Extracted text.
◆ ◆ ◆
Salt Lake City - For the last 40 years, dropping into a bar in Utah has been a complicated affair: Patrons have to fill out an application, pay a fee and become a member before they can go in for a drink.
It is one of several restrictive rules governing alcohol consumption in Utah that made the heavily Mormon state one of the toughest places in the nation to get a drink.
But some of that will change on Wednesday when a new state law kicks in eliminating the need for people to become members of bars to go inside.
"I've owned clubs for eight years now, and I never thought this was going to happen," said Jason Rasmussen, owner of A Bar Named Sue. "This is huge."
Bars and drinkers are so thrilled by the new rules that they are planning what is expected to be the largest pub crawl in state history Wednesday, complete with free shuttle buses and taxis to 16 bars to commemorate what some are calling Private Club Independence Day.
The change is being made in an effort to make the state more appealing to tourists and to give businesses and employees considering moving here one fewer reason to stay away.
"We're rolling out the welcome mat to the world," Gov. Jon Huntsman, a nondrinking Mormon, said in a statement to The Associated Press.
Huntsman wanted to scrap the private club system to improve economic development ever since taking office in 2005, but it wasn't politically feasible until he won a second term in November by the largest margin in state history.
Huntsman had pledged not to seek a third term and was willing to spend political capital in a state primarily comprised of teetotalers to usher in the changes.
About 60 percent of Utah residents and more than 80 percent of state lawmakers belong to The Church of Jesus Christ of Latter-day Saints, which tells its members to abstain from alcohol and has always helped shape alcohol policy in the state.
"This is going to be quite the legacy for him," said Scott Beck, CEO of the Salt Lake Convention and Visitors Center.
Beck said the top reason Salt Lake City loses convention business is because of a perception of a lack of nightlife and entertainment that was exacerbated by the state's private club system.
◆ ◆ ◆
Stored records.
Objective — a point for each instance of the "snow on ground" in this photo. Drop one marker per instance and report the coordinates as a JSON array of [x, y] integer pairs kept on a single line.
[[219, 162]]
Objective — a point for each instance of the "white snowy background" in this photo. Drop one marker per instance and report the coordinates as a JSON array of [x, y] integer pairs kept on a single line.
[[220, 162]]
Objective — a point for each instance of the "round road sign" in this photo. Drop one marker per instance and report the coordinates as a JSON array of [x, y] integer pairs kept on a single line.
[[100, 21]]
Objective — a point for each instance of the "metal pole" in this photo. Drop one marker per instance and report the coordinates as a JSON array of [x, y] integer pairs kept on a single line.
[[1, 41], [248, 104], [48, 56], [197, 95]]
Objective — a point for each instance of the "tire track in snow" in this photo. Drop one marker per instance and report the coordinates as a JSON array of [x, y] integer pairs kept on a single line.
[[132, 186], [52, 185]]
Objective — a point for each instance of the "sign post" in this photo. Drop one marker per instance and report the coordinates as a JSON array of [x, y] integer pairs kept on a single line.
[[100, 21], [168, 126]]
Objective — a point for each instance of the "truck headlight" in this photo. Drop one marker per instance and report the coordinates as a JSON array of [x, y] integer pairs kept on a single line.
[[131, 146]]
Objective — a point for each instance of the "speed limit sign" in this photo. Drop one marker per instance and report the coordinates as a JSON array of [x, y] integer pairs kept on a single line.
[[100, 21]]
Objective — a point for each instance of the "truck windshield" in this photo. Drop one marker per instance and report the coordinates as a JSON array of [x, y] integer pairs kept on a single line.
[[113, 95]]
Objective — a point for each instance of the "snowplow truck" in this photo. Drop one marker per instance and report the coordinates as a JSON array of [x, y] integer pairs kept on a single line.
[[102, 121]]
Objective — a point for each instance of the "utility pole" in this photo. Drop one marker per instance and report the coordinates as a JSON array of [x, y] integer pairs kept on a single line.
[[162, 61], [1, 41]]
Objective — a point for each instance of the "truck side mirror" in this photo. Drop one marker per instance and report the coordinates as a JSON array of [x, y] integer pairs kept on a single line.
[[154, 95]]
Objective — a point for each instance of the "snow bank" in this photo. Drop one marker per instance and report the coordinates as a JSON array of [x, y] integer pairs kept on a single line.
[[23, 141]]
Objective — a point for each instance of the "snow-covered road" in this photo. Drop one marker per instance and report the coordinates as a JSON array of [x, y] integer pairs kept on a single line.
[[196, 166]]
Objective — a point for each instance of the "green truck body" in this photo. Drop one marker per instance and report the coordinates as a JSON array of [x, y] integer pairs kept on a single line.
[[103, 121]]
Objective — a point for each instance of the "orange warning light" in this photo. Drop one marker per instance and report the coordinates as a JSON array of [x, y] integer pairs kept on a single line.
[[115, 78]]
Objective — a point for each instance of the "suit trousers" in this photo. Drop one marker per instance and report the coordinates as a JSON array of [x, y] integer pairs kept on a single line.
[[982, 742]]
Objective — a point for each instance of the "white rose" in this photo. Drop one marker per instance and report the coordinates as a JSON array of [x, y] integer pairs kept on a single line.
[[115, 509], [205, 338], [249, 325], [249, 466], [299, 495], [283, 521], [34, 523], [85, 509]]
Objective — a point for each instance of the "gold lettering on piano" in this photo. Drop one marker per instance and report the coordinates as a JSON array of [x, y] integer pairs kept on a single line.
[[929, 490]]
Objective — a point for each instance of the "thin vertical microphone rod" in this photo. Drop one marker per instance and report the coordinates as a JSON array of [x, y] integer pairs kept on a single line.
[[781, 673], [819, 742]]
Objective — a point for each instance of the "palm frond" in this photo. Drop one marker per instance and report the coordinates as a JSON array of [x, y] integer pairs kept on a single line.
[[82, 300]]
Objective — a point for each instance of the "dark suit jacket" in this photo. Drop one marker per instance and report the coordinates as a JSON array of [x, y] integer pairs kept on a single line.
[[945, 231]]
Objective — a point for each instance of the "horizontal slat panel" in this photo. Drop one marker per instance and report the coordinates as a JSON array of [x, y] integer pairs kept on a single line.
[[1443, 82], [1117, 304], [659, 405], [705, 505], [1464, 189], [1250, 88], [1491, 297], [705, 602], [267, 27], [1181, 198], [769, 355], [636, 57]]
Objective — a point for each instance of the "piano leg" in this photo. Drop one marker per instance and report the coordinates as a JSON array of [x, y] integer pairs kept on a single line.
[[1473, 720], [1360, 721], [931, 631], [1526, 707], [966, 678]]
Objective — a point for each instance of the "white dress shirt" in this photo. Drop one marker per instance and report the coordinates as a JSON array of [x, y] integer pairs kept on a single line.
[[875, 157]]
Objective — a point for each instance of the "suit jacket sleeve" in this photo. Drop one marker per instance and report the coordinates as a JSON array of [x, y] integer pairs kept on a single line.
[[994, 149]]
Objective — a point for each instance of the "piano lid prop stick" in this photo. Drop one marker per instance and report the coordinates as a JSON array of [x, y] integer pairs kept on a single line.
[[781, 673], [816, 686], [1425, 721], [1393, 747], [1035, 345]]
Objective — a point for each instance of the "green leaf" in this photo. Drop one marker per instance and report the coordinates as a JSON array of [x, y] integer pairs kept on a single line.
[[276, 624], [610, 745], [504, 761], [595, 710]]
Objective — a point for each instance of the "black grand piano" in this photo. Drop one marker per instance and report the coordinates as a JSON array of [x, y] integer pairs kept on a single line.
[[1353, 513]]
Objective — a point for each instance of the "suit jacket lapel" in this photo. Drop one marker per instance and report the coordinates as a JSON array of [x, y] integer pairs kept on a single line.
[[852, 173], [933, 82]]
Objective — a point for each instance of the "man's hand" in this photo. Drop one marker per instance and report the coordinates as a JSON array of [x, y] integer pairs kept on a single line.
◆ ◆ ◆
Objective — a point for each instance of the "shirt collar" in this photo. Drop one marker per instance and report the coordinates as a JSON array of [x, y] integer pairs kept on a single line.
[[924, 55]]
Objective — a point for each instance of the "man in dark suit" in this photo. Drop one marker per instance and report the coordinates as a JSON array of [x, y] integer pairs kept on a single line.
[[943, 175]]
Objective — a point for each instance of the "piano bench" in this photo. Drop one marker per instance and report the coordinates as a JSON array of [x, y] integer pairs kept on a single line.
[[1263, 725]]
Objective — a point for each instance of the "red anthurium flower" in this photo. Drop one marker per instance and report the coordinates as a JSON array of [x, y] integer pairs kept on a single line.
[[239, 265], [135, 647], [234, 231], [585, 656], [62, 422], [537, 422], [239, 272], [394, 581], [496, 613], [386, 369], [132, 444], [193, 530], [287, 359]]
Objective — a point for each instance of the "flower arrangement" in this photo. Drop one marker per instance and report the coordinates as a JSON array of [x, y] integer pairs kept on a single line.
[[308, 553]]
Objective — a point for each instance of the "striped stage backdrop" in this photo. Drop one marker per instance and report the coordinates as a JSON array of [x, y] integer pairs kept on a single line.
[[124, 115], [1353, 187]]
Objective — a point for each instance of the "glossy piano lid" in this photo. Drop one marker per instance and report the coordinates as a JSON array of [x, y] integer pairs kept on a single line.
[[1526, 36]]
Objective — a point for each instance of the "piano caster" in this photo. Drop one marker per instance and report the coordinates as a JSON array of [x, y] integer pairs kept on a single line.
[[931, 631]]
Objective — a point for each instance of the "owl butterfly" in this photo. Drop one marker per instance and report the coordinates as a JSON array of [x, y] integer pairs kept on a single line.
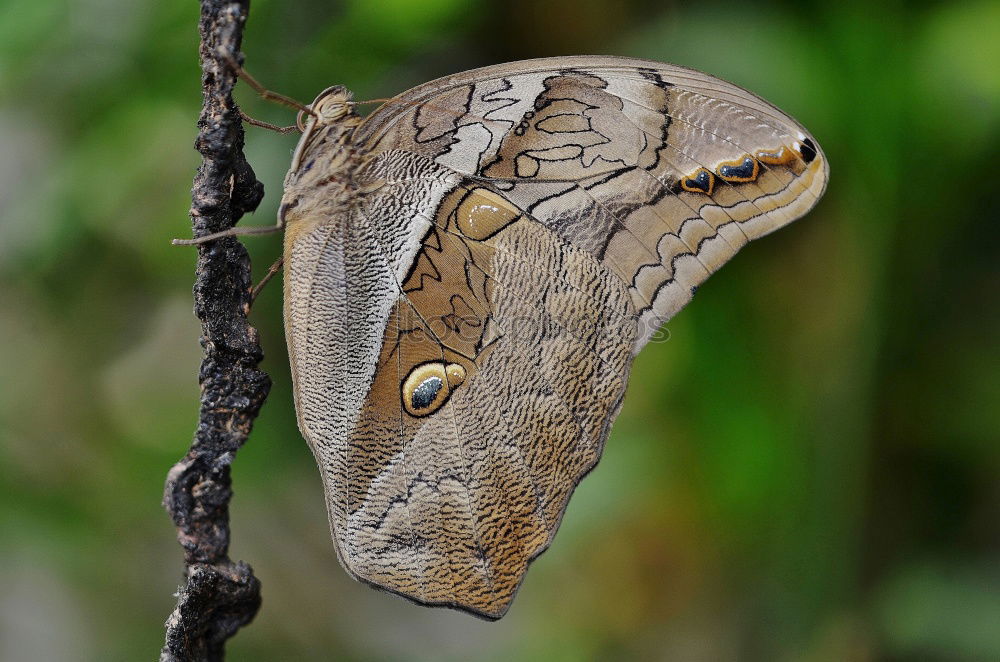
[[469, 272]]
◆ ◆ ◆
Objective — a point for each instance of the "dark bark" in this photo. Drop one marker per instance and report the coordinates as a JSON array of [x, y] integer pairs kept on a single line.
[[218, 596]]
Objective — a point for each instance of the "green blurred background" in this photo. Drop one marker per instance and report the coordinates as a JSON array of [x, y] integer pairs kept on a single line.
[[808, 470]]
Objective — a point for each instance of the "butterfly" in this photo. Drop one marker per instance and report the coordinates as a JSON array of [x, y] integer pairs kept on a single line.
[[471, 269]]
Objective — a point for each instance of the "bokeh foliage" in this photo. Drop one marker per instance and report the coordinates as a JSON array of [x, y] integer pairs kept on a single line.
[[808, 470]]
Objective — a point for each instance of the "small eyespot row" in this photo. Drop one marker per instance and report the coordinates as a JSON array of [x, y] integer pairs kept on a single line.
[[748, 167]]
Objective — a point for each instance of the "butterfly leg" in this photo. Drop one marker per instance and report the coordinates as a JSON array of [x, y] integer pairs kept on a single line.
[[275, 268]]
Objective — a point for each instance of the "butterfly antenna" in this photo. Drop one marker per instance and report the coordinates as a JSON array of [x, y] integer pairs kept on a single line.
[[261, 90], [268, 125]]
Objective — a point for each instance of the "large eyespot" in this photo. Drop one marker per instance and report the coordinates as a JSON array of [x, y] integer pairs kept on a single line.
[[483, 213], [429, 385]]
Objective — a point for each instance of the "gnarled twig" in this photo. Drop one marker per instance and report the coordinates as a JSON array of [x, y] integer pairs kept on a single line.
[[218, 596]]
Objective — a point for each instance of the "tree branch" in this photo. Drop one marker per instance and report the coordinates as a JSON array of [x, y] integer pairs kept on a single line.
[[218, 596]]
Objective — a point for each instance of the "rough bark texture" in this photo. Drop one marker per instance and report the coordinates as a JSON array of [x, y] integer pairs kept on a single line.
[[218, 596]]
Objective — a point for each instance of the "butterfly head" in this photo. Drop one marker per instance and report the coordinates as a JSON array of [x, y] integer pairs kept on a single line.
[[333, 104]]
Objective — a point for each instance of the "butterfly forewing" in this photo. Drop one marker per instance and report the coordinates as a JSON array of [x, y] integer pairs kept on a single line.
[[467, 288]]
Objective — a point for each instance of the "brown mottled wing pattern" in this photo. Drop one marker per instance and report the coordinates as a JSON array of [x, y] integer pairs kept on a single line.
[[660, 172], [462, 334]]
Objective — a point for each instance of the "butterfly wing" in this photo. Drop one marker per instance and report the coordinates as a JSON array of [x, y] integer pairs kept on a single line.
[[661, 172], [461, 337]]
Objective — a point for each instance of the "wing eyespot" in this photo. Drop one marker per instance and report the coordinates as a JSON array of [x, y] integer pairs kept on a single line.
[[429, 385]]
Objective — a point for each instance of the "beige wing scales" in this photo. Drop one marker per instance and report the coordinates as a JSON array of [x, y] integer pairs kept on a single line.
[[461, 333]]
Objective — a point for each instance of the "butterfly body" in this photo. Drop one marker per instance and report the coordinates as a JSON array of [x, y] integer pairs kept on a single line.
◆ ◆ ◆
Stated goal 1. In the article on Utah's bar rules, how many bars will the free shuttle buses and taxis serve during Wednesday's pub crawl?
Stated goal 2. Check each statement against the article on Utah's bar rules and mark it yes or no, quoting the words that decide it: (a) Gov. Jon Huntsman drinks alcohol. (b) About 60 percent of Utah residents belong to The Church of Jesus Christ of Latter-day Saints. (c) Huntsman took office in 2007.

Problem solution 1. 16 bars.

Problem solution 2.
(a) No: "a nondrinking Mormon"
(b) Yes: "About 60 percent of Utah residents and more than 80 percent of state lawmakers belong to The Church of Jesus Christ of Latter-day Saints"
(c) No: "ever since taking office in 2005"